### Work instruction:
Without omitting anything, copy the data exactly.

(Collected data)
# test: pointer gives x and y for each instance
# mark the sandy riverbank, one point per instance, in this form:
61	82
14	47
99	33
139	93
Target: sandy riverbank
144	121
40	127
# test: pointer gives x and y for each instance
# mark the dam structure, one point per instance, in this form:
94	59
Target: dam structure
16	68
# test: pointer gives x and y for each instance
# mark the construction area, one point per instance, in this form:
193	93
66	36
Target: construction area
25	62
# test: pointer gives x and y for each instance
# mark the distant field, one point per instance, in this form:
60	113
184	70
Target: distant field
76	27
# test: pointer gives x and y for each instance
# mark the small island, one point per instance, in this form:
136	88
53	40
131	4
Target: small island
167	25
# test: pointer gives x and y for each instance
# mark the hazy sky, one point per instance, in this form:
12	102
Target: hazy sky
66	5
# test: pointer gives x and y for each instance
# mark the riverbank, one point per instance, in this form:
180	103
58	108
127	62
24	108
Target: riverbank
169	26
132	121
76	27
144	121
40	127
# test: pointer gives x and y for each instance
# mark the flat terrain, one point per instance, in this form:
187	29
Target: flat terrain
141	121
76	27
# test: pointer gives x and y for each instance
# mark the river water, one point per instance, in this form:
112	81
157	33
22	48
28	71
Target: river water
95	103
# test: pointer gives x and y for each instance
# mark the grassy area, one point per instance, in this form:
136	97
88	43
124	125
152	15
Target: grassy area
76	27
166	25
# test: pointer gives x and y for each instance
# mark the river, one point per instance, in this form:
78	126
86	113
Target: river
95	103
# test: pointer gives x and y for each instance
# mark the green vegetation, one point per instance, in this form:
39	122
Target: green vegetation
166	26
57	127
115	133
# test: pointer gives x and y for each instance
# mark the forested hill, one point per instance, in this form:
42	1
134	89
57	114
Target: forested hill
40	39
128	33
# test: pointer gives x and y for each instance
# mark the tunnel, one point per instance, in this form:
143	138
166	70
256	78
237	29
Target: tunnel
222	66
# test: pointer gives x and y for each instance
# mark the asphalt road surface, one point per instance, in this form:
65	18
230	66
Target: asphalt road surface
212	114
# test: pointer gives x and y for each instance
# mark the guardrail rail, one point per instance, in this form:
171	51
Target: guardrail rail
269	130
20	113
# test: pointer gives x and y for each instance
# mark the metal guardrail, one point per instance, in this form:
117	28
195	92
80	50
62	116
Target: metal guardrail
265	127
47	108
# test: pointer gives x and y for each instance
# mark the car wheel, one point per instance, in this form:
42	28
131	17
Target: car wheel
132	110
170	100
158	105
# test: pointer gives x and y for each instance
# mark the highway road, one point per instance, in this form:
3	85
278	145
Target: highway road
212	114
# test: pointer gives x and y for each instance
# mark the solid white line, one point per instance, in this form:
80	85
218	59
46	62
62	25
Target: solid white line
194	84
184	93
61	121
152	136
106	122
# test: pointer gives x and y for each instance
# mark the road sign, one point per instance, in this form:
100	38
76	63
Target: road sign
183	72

### Task result:
# test: pointer gives x and y for each instance
# mark the sandy riverbank, one point per instance, in this form:
61	82
14	47
99	33
139	93
Target: sandy riverbank
144	121
40	127
# test: pointer gives x and y for each instance
# mark the dam structure, one point per instance, in this form:
94	59
Target: dam structure
16	68
# test: pointer gives x and y for each instance
# mark the construction area, one point per instance, in this form:
193	93
66	36
Target: construction area
25	62
# test: pointer gives x and y for each instance
# mark the distant field, one point per instance, in this form:
60	113
184	70
Target: distant field
76	27
# test: pointer gives x and y for each instance
# mark the small island, one point per instance, in this form:
136	88
53	40
131	4
Target: small island
167	25
# test: pointer gives x and y for each instance
# mark the hazy sky, one point per instance, in this form:
12	102
Target: hazy sky
66	5
# test: pointer gives x and y for each instance
# mark the riverbank, one point per instance, in this form:
180	103
58	108
127	62
24	108
Target: riverbank
169	26
132	121
76	27
144	121
40	127
# test: pointer gives x and y for each instance
# mark the flat terrain, one point per instance, in this form:
187	29
Target: flat terrain
141	121
76	27
# test: pointer gives x and y for each instance
# mark the river water, one point per instance, in this form:
112	81
157	33
22	48
28	71
Target: river water
95	103
# test: pointer gives x and y for each instance
# mark the grassy area, one point per instance, in this form:
136	97
88	43
124	125
152	15
Target: grassy area
76	27
166	25
# test: pointer gives x and y for each instance
# mark the river, one point per instance, in this form:
78	126
86	113
Target: river
95	103
# test: pointer gives x and y for each instance
# mark the green vegetation, one point per instance, in this form:
39	122
Target: green vegetation
166	26
57	127
115	133
# test: pointer gives x and y for each instance
# mark the forested hill, one point per instance, in this form:
42	1
134	89
57	114
Target: forested hill
40	39
128	33
# test: pointer gives x and y for each instance
# mark the tunnel, one point per instance, in this form:
143	138
166	70
256	78
237	29
Target: tunnel
222	66
# test: pointer gives x and y for each instance
# mark the asphalt road surface, one point per instance, in this form:
65	18
230	66
Target: asphalt road surface
212	114
# test: pointer gives x and y for each instance
# mark the guardrail rail, one point per instance, in this form:
171	51
Target: guardrail rail
269	130
20	113
# test: pointer gives x and y for each instance
# mark the metal guardrail, one point per instance, in this form:
117	28
195	92
80	50
62	116
Target: metal guardrail
265	127
47	108
# test: pointer gives x and y for each instance
# mark the car wheel, one point per instance, in this form:
42	28
131	17
Target: car wheel
132	110
170	100
158	105
# test: pointer gives x and y for each instance
# mark the highway road, one point per instance, in this form:
3	85
278	145
Target: highway road
212	114
# test: pointer gives x and y for each instance
# mark the solid white line, one point per instance, in this form:
80	85
218	59
46	62
62	25
Target: solid white line
194	84
184	93
61	121
152	136
106	122
# test: pointer gives x and y for each instance
# mark the road sign, one point per instance, in this form:
100	38
76	63
Target: road sign
183	72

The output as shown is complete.